> [ENUNCIADO A]: Informe quantas linhas abaixo contêm a palavra "still", diferenciando maiúsculas de minúsculas. Responda apenas com o número.

> [TRECHO DO TEXTO]:
########################################

A Marco Zero entrou em contato com a assessoria de imprensa da PMPE para obter um posicionamento oficial sobre o ocorrido e saber se está havendo alguma apuração dos fatos dentro da corporação. Até o fechamento desta matéria, porém, não obteve retorno.

Quem deu a ordem?

O vereador de Olinda Vini Castello (PT) entrou com um pedido de informação à Prefeitura de Olinda, Secretaria de Cultura de Pernambuco, Fundação do Patrimônio Histórico e Artístico de Pernambuco (Fundarpe) e SDS para saber “de quem é a responsabilidade pelo abuso de autoridade e pela tentativa de acabar com a tradição das prévias do carnaval de Olinda”, segundo informou no Instagram em postagem em que lamenta a atuação da gestão municipal e da Polícia Militar. “Não se pode responsabilizar as agremiações carnavalescas pelo descaso na segurança durante as prévias de Olinda”, disse Vini.

########################################

> [DADOS DE ENTRADA]:
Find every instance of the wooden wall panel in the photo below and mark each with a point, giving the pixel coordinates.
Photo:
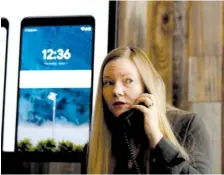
(204, 51)
(132, 24)
(211, 115)
(222, 90)
(205, 78)
(180, 61)
(160, 39)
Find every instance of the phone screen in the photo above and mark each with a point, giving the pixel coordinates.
(3, 59)
(55, 84)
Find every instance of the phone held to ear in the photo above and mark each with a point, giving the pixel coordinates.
(133, 123)
(132, 118)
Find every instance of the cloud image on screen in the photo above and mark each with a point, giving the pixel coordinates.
(56, 48)
(58, 117)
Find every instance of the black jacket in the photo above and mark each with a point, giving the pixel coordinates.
(192, 134)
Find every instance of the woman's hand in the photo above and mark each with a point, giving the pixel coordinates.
(151, 117)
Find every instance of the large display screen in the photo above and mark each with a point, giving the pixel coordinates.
(54, 55)
(55, 80)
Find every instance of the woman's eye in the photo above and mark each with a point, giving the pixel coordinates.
(107, 83)
(128, 81)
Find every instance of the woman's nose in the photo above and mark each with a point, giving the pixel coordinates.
(118, 89)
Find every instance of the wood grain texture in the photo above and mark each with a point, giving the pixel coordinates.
(211, 115)
(222, 90)
(204, 51)
(132, 24)
(160, 40)
(180, 59)
(205, 79)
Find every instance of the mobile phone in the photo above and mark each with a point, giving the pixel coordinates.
(3, 62)
(54, 102)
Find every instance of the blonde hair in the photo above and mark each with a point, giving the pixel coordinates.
(100, 159)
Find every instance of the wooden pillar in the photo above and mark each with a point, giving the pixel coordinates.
(160, 40)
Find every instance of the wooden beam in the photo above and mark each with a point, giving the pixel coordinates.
(180, 59)
(222, 90)
(160, 37)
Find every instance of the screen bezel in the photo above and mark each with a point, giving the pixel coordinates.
(5, 24)
(112, 43)
(54, 21)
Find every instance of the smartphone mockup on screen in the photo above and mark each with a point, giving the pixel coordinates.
(3, 60)
(54, 104)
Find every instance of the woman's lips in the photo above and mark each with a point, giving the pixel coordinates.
(118, 105)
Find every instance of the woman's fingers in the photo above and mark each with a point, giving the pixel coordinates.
(147, 99)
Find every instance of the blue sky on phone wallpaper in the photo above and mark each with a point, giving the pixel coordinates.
(71, 116)
(42, 47)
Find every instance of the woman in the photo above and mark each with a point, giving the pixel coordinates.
(167, 141)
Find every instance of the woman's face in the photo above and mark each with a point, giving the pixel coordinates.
(122, 85)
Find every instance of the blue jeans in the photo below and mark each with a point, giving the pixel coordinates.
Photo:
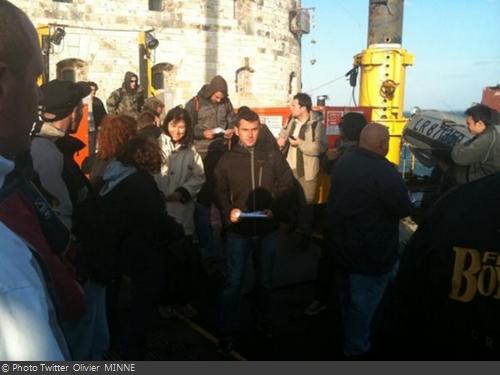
(204, 231)
(359, 295)
(238, 248)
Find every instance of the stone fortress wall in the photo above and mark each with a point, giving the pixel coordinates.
(248, 42)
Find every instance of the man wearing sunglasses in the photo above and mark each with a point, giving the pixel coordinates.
(128, 99)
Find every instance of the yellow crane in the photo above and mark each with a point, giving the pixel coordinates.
(383, 66)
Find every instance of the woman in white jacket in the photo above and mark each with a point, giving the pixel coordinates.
(181, 178)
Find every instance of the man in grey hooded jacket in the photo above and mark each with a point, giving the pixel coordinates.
(479, 156)
(213, 119)
(128, 99)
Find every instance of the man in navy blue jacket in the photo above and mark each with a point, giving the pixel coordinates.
(367, 200)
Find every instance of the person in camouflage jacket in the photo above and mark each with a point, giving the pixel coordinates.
(128, 99)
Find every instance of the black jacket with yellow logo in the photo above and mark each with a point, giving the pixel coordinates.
(447, 303)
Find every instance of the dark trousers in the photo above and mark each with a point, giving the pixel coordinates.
(238, 249)
(323, 285)
(182, 264)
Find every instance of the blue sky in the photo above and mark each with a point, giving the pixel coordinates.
(456, 44)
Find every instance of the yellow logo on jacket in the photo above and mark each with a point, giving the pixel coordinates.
(475, 273)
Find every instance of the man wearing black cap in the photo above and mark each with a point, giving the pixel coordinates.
(29, 328)
(351, 125)
(58, 114)
(52, 149)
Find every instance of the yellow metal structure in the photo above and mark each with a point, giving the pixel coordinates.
(44, 42)
(145, 65)
(382, 85)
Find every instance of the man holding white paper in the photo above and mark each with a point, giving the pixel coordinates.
(254, 185)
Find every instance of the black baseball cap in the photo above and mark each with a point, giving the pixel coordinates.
(60, 98)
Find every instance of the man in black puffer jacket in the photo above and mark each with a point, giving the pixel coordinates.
(253, 188)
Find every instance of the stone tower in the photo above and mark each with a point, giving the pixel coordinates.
(254, 44)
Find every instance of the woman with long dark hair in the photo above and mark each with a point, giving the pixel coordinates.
(180, 179)
(139, 231)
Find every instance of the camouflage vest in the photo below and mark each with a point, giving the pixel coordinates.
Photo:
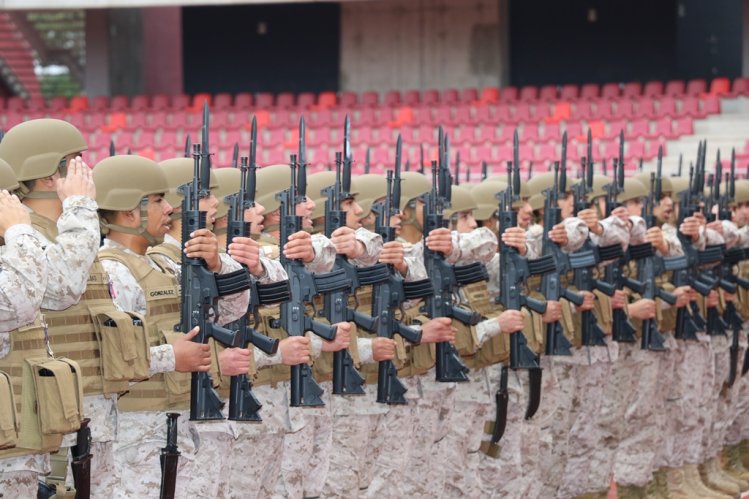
(161, 391)
(41, 398)
(78, 332)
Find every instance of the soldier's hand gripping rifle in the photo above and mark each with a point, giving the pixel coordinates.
(551, 285)
(169, 458)
(346, 379)
(243, 405)
(586, 259)
(304, 389)
(446, 278)
(513, 272)
(201, 288)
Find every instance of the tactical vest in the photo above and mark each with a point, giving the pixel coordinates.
(41, 397)
(159, 254)
(78, 331)
(162, 391)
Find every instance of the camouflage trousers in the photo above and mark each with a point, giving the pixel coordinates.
(738, 424)
(635, 452)
(305, 462)
(257, 448)
(591, 376)
(393, 440)
(353, 453)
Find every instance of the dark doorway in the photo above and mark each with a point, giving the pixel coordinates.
(261, 48)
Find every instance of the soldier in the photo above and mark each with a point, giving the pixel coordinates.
(135, 215)
(57, 190)
(23, 280)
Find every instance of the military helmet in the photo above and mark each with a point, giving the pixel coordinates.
(633, 189)
(122, 181)
(7, 177)
(35, 148)
(742, 191)
(485, 195)
(271, 180)
(668, 184)
(413, 185)
(228, 182)
(460, 200)
(180, 171)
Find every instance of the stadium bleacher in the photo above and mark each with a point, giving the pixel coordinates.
(480, 122)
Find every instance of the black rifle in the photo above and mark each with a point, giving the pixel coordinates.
(513, 272)
(446, 278)
(81, 464)
(346, 379)
(304, 390)
(243, 405)
(551, 285)
(201, 288)
(169, 458)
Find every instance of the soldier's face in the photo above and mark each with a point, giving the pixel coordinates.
(209, 205)
(158, 209)
(465, 223)
(634, 207)
(255, 217)
(353, 213)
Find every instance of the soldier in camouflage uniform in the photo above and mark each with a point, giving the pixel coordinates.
(56, 187)
(23, 280)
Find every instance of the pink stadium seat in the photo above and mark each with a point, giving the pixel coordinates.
(431, 97)
(284, 100)
(222, 101)
(569, 92)
(450, 96)
(159, 102)
(548, 93)
(696, 87)
(590, 91)
(263, 100)
(349, 100)
(305, 100)
(529, 93)
(243, 101)
(632, 89)
(469, 95)
(674, 88)
(610, 91)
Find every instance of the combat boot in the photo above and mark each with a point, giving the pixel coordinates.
(741, 484)
(698, 488)
(715, 480)
(731, 458)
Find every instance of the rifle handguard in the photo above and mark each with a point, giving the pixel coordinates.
(544, 265)
(469, 274)
(416, 290)
(234, 282)
(582, 259)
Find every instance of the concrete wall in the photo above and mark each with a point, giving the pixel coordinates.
(421, 44)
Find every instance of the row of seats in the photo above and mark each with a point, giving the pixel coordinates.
(392, 98)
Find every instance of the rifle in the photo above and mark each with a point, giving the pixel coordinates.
(513, 272)
(304, 390)
(388, 294)
(551, 286)
(346, 379)
(446, 278)
(243, 405)
(81, 464)
(586, 259)
(622, 329)
(169, 458)
(202, 288)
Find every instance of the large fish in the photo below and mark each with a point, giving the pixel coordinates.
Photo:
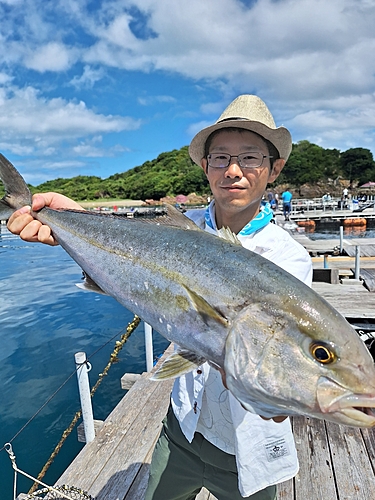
(283, 348)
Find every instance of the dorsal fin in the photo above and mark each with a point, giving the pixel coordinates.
(227, 234)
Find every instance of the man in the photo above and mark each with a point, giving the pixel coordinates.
(287, 203)
(208, 439)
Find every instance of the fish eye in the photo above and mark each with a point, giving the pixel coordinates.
(323, 353)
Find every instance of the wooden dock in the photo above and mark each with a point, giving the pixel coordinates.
(336, 462)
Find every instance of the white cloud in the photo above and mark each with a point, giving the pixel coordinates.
(88, 78)
(50, 57)
(39, 123)
(311, 60)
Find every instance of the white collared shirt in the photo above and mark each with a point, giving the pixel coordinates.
(265, 450)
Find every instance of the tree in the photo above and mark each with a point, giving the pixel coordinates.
(309, 163)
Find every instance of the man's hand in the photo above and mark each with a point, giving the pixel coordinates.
(29, 229)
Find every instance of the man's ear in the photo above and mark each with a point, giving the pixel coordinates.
(277, 167)
(204, 165)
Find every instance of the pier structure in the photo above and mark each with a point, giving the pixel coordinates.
(336, 462)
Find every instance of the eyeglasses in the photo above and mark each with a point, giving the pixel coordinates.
(245, 160)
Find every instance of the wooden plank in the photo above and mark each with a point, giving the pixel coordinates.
(118, 451)
(353, 471)
(352, 301)
(315, 479)
(368, 276)
(366, 249)
(285, 490)
(118, 474)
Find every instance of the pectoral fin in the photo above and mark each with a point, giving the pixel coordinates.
(89, 285)
(205, 310)
(178, 364)
(227, 234)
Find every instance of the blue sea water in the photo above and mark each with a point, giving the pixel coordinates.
(44, 320)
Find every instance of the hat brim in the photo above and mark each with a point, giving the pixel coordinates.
(280, 137)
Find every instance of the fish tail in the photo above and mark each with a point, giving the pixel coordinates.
(17, 194)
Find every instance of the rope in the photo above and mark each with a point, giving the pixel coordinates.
(113, 357)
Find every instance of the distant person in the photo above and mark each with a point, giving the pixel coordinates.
(287, 203)
(277, 200)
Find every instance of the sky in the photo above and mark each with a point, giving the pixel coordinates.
(98, 87)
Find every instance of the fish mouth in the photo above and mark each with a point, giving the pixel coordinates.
(358, 408)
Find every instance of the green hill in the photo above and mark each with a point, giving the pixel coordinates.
(174, 173)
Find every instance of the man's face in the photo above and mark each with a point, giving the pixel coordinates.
(236, 189)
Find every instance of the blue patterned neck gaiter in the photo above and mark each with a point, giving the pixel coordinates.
(261, 220)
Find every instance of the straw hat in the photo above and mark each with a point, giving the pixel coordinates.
(248, 112)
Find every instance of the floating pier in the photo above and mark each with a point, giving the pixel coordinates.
(336, 462)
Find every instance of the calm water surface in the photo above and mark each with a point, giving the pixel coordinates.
(44, 320)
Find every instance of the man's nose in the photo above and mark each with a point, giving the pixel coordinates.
(234, 170)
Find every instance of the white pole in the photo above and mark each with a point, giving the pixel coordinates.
(84, 393)
(357, 261)
(341, 239)
(149, 347)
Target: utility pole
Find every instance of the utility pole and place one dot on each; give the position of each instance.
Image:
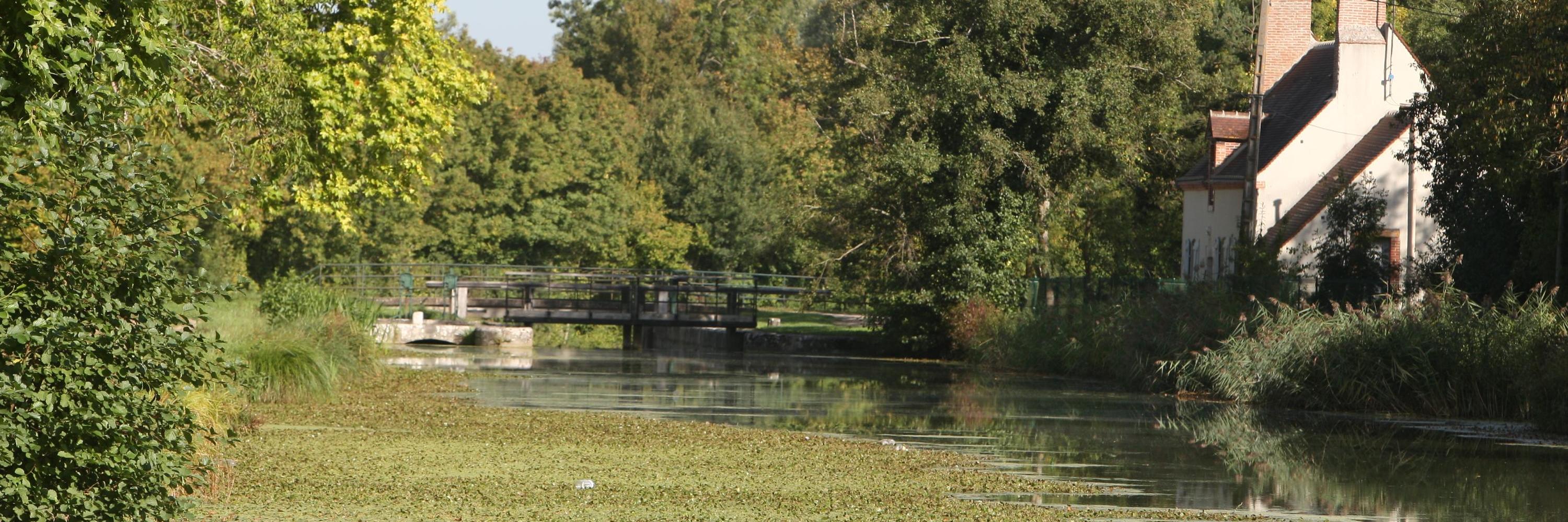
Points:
(1558, 267)
(1255, 127)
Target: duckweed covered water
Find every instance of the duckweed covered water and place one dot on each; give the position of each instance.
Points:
(1153, 452)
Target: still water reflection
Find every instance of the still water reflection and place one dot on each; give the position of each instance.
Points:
(1150, 450)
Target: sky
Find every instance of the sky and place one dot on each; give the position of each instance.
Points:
(524, 26)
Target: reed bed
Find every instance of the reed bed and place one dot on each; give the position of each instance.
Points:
(1438, 353)
(1119, 341)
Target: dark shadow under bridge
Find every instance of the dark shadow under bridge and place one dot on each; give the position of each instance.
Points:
(632, 298)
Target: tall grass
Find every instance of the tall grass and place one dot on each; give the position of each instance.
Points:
(1119, 341)
(297, 341)
(1440, 355)
(1437, 355)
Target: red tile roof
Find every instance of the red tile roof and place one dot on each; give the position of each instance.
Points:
(1230, 126)
(1288, 107)
(1335, 181)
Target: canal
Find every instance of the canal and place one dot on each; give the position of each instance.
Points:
(1148, 450)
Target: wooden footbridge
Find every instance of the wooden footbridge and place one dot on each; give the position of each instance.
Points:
(631, 298)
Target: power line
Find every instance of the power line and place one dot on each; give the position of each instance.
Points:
(1405, 5)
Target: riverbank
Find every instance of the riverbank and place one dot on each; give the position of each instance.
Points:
(1437, 355)
(397, 446)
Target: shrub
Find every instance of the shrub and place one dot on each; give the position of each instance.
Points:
(1120, 341)
(95, 309)
(294, 297)
(316, 338)
(1443, 355)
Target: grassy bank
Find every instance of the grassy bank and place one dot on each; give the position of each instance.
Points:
(813, 323)
(1438, 355)
(391, 449)
(1119, 341)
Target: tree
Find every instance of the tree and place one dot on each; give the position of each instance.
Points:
(1347, 254)
(1495, 132)
(993, 140)
(327, 104)
(96, 347)
(546, 173)
(722, 90)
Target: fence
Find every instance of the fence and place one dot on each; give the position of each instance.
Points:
(1048, 292)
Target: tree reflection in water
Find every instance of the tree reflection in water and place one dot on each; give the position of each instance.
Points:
(1136, 450)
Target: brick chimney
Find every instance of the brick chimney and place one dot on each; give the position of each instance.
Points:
(1360, 22)
(1286, 35)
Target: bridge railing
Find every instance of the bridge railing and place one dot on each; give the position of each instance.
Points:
(684, 292)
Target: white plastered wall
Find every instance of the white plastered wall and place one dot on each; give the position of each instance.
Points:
(1391, 176)
(1203, 229)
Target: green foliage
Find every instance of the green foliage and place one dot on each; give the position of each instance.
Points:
(722, 90)
(306, 358)
(325, 106)
(300, 297)
(1349, 248)
(96, 349)
(1123, 341)
(1442, 356)
(546, 173)
(1495, 135)
(996, 140)
(306, 344)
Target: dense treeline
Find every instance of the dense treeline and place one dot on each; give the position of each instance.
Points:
(924, 153)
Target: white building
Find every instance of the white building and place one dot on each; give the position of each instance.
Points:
(1327, 109)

########################################

> [ENUNCIADO B]: Segundo o trecho do texto, a quais órgãos o vereador Vini Castello dirigiu o pedido de informação?

> [RESPOSTA DO EXERCÍCIO A]: 2

> [RESPOSTA DO EXERCÍCIO B]: À Prefeitura de Olinda, à Secretaria de Cultura de Pernambuco, à Fundação do Patrimônio Histórico e Artístico de Pernambuco (Fundarpe) e à SDS.